Document segment:
****************************************

Skip to main content

A library for Grammatical Error Correction evaluation.

Project description

gec-metrics

A library for evaluation of Grammatical Error Correction.

Install

pip install git+https://github.com/gotutiyan/gec-metrics
python -m spacy download en_core_web_sm

Or,

git clone git@github.com:gotutiyan/gec-metrics.git
cd gec-metrics
pip install -e ./
python -m spacy download en_core_web_sm

Common Usage

API

gec_metrics.get_metric() supports ['errant', 'gleu', 'gleuofficial', 'green', 'gotoscorer', 'impara', 'some', 'scribendi'].

from gec_metrics import get_metric
metric_cls = get_metric('gleu')
metric = metric_cls(metric_cls.Config())
srcs = ['This sentences contain grammatical error .']
hyps = ['This sentence contains an grammatical error .']
refs = [
    ['This sentence contains an grammatical error .'],
    ['This sentence contains grammatical errors .']
] # (num_refs, num_sents)

# Corpus-level score
# If the metric is reference-free, the argument `references=` is not needed.
corpus_score: float = metric.score_corpus(
    sources=srcs,
    hypotheses=hyps,
    references=refs
)
# Sentence-level scores
sent_scores: list[float] = metric.score_sentence(
    sources=srcs,
    hypotheses=hyps,
    references=refs
)

CLI

  • As the corresponding configurations differ depending on the metric, they are described and entered in yaml. If no yaml is provided, the default configuration is used.

****************************************

Tasks to perform:
[A] For each of these statements about the gec-metrics project description, say yes or no to whether it agrees with the text and quote the words that decide it: (i) The function gec_metrics.get_metric() supports 'scribendi'. (ii) A reference-free metric still requires the argument `references=` for a corpus-level score. (iii) The CLI cannot run unless a yaml file is provided.
[B] Resume the gec-metrics project description from the point where it stops.
The entries that come next are taken from a separate source.

Record extracts:
****************************************

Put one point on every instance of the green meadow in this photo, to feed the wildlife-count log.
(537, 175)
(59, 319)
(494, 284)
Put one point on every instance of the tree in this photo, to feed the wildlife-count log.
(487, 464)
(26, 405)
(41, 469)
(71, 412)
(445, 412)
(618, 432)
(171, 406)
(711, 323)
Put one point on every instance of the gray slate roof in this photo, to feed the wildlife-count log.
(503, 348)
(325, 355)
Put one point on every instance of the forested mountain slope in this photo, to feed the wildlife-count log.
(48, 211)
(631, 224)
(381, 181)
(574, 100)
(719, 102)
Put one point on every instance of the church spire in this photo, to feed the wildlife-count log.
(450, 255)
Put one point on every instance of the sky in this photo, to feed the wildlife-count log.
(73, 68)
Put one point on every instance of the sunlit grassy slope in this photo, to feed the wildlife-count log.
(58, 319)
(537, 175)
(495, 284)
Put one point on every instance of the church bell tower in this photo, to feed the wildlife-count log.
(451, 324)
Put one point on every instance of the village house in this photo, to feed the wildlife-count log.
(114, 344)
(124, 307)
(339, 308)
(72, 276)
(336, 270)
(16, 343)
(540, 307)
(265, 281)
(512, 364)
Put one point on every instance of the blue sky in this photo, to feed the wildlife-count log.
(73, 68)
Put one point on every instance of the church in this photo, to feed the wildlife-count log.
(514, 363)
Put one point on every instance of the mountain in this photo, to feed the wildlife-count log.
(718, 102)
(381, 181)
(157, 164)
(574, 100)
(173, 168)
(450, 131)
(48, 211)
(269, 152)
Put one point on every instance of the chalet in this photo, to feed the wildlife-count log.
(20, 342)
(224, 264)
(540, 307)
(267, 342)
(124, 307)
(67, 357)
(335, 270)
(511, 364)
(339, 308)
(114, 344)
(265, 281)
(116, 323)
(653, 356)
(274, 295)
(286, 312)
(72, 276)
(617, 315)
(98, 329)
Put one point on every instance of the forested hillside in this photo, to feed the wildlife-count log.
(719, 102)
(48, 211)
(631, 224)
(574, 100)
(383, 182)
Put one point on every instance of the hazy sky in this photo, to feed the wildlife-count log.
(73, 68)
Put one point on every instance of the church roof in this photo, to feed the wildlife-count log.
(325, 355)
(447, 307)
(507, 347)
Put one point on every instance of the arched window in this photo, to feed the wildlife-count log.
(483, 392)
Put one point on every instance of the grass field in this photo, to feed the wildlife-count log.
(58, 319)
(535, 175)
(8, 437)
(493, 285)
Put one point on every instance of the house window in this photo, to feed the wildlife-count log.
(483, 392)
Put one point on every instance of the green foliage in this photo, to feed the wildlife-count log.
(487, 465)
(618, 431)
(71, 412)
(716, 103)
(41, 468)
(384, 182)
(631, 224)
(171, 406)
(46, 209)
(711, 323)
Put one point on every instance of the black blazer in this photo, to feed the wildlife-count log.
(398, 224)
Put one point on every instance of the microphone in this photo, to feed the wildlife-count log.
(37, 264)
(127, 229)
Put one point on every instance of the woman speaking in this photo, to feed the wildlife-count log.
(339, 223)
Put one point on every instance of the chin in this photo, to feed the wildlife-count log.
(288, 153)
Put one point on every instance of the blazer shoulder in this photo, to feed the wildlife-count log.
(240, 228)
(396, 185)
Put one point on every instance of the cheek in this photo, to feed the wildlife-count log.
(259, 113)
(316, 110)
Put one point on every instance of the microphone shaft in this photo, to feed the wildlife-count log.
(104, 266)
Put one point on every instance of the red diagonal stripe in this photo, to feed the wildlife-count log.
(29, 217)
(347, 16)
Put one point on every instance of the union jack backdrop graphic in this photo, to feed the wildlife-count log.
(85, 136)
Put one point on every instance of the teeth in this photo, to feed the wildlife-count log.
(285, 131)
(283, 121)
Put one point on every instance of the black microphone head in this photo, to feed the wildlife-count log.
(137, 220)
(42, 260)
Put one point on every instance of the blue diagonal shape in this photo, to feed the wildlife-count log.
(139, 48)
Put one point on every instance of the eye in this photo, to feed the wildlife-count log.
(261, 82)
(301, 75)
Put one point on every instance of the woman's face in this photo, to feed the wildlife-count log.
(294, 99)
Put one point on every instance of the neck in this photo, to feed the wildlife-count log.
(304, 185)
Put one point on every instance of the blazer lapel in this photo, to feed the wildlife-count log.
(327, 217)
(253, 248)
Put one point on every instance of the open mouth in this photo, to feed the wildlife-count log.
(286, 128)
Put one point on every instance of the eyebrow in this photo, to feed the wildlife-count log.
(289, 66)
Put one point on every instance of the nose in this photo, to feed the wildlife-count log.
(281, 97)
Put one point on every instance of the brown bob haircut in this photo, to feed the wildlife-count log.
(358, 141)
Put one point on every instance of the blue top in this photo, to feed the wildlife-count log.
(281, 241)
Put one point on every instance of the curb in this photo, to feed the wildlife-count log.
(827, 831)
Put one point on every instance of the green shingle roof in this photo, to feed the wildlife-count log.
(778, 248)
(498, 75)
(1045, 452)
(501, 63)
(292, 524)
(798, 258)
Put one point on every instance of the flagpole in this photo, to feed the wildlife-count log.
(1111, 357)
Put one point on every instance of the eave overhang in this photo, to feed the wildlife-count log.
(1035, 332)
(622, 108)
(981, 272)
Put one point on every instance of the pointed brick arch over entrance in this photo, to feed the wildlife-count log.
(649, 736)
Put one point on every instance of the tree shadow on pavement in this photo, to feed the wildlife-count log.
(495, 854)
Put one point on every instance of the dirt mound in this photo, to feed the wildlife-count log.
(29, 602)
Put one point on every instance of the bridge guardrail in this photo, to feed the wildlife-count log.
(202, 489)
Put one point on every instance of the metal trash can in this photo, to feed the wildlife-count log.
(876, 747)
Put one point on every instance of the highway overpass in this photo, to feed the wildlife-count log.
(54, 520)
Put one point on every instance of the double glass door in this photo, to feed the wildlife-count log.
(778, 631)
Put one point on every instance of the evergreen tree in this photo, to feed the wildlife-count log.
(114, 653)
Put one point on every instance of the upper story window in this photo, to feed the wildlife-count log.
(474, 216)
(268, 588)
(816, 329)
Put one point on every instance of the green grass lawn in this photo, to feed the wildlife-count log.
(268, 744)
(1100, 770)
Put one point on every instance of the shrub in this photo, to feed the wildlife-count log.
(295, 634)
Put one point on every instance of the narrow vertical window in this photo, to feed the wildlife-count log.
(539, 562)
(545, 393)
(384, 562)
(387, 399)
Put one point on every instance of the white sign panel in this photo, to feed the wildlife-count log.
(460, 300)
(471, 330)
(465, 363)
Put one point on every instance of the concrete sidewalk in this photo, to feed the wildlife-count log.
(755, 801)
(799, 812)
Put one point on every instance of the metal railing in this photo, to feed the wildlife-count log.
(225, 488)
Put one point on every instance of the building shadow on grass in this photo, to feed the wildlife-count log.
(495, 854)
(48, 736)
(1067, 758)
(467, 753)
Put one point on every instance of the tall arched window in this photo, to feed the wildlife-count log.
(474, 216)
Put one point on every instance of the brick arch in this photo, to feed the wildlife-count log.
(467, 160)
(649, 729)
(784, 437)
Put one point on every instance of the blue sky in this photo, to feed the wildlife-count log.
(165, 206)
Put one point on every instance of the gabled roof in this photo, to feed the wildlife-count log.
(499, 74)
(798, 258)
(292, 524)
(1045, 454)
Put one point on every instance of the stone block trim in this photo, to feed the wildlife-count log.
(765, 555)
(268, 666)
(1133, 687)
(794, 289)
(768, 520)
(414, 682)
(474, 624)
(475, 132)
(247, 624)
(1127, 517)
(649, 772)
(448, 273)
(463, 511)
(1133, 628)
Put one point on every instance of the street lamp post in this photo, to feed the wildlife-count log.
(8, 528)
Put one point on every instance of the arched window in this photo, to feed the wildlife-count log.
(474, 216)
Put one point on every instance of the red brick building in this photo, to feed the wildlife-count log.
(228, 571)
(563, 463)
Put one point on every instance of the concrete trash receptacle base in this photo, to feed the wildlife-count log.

****************************************

Answers in order:
[A]
(i) Yes: "gec_metrics.get_metric() supports ['errant', 'gleu', 'gleuofficial', 'green', 'gotoscorer', 'impara', 'some', 'scribendi']."
(ii) No: "If the metric is reference-free, the argument `references=` is not needed."
(iii) No: "If no yaml is provided, the default configuration is used."

[B]
  • --metric supports ['errant', 'gleu', 'gleuofficial', 'green', 'gotoscorer', 'impara', 'some', 'scribendi'].
  • You can input multiple hypotheses,
gecmetrics-eval \
    --src <sources file> \
    --hyps <hypotheses file 1> <hypotheses file 2> ... \
    --refs <references file 1> <references file 2> ... \
    --metric <metric id> \
    --config config.yaml

# The output will be:
# Score=XXXXX | Metric=<metric id> | hyp_file=<hypotheses file 1>
# Score=XXXXX | Metric=<metric id> | hyp_file=<hypotheses file 2>
# ...

The config.yaml with default values can be generated via gecmetrics-gen-config.

gecmetrics-gen-config > config.yaml

Metrics

gec-metrics supports the following metrics.
All of arguments in the following examples indicate default values.

Reference-based

M2

To be added.

GLEU+ [Napoles+ 15] [Napoles+ 16]

from gec_metrics import get_metric
metric_cls = get_metric('gleu')
metric = metric_cls(metric_cls.Config(
    iter=500,  # The number of iterations 
    n=4,  # max n-gram
    unit='word'  # 'word' or 'char'
))

We also provide a reproduction of the official implementation as GLEUOfficial.
The official one ignores ngram frequency differences when calculating the difference set between source and reference.

from gec_metrics import get_metric
metric_cls = get_metric('gleuofficial')
metric = metric_cls(metric_cls.Config(
    iter=500,  # The number of iterations 
    n=4,  # max n-gram
    unit='word'  # 'word' or 'char'
))

ERRANT [Felice+ 16] [Bryant+ 17]

from gec_metrics import get_metric
metric_cls = get_metric('errant')
metric = metric_cls(metric_cls.Config(
    beta=0.5,  # The beta for F-beta score
    language='en'  # Language for SpaCy.
))

GoToScorer [Gotou+ 20]

from gec_metrics import get_metric
metric_cls = get_metric('gotoscorer')
metric = metric_cls(metric_cls.Config(
    beta=0.5,  # The beta for F-beta score
    ref_id=0,  # The reference id
    no_weight=False,  # If True, all weights are 1.0
    weight_file=''  # It is required if no_weight=False
))

You can generate a weight file via gecmetrics-gen-gotoscorer-weight.
The output is a JSON file.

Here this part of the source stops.